What is asked: Copy only what runs from the line containing "Where can the boulder" through the end of the material below, line for line, with both ends included.

[Source records]
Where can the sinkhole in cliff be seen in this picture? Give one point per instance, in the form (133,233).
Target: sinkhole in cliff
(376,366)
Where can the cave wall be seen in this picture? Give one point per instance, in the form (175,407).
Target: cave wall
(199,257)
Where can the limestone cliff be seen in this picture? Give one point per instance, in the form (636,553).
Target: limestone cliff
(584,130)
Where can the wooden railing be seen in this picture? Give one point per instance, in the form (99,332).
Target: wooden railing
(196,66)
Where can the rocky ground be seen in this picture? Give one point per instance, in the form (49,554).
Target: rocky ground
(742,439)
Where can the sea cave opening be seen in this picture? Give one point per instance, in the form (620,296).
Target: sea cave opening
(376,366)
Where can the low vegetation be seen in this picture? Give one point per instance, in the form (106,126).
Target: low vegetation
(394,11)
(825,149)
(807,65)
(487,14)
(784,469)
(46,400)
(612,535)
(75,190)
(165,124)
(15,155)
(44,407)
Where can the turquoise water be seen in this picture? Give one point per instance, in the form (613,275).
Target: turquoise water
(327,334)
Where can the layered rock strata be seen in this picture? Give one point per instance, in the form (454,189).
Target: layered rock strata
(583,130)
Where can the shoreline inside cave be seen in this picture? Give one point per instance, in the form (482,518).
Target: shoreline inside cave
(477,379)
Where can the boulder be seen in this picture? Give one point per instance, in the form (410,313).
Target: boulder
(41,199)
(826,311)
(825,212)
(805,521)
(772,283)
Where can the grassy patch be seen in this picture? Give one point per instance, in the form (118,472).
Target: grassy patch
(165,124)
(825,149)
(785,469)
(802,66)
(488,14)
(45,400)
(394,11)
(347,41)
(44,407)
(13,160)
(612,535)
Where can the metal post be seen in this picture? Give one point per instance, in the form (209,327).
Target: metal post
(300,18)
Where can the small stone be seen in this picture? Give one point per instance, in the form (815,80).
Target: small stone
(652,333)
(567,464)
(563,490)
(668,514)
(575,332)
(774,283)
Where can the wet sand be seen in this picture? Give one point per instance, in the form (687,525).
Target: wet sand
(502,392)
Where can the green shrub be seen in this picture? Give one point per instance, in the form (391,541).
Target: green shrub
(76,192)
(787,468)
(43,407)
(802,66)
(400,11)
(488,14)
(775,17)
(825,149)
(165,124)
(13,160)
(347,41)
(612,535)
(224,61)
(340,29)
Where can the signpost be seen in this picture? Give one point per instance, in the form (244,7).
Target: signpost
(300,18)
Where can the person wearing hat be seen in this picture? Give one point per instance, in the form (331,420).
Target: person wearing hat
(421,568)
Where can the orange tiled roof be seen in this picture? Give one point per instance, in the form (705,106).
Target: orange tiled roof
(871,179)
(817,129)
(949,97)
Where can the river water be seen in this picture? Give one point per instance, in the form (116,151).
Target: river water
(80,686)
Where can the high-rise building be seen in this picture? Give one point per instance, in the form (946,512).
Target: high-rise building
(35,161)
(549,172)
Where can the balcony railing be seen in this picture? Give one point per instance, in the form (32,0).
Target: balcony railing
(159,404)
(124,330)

Answer to this exercise:
Where can the boulder be seen in this picture? Give one point per instance, in the form (410,313).
Target: boulder
(41,199)
(826,311)
(825,212)
(805,521)
(772,283)
Where can the grassy patch be seen in this picture? Give one point per instance, in the form (118,472).
Target: grassy patch
(165,124)
(825,149)
(785,469)
(802,66)
(488,14)
(45,400)
(394,11)
(347,41)
(44,407)
(13,160)
(612,535)
Where can the metal post be seen in this picture? Give one point per instance, in the form (209,327).
Target: metal post
(300,18)
Where can the small stone be seen in this picture? Give one point per instance, in the form (815,80).
Target: small stone
(652,333)
(567,464)
(563,490)
(668,514)
(575,332)
(774,283)
Where can the wet sand be seen in this picture? Give one point per instance, in the form (687,525).
Target: wet sand
(502,392)
Where can the green shrub be seen in this picture? Give one point per instance, in the form (391,541).
Target: green shrub
(76,192)
(787,468)
(43,407)
(802,66)
(400,11)
(488,14)
(775,17)
(825,149)
(165,124)
(13,160)
(347,41)
(612,535)
(224,61)
(340,29)
Where can the signpost be seen in this picture? Give one point per instance, in the form (244,7).
Target: signpost
(300,18)
Where can the person wearing hat be seen in this picture? Give one point per instance, in the form (331,420).
Target: person wearing hat
(421,568)
Where can the orange tiled roof be seen in this picture? Give one point per instance, in the form (705,106).
Target: orange tiled roof
(871,179)
(817,129)
(949,97)
Where can the river water be seen in this picture? Give one point per instance, in the form (116,151).
Target: river water
(80,686)
Where can the high-rise building be seen in this picture? Give one point per instance, in the form (946,512).
Target: high-rise building
(35,161)
(549,172)
Where can the balcony railing be seen in this picture? Give one point per instance, in the form (32,0).
Target: balcony railing
(159,404)
(124,330)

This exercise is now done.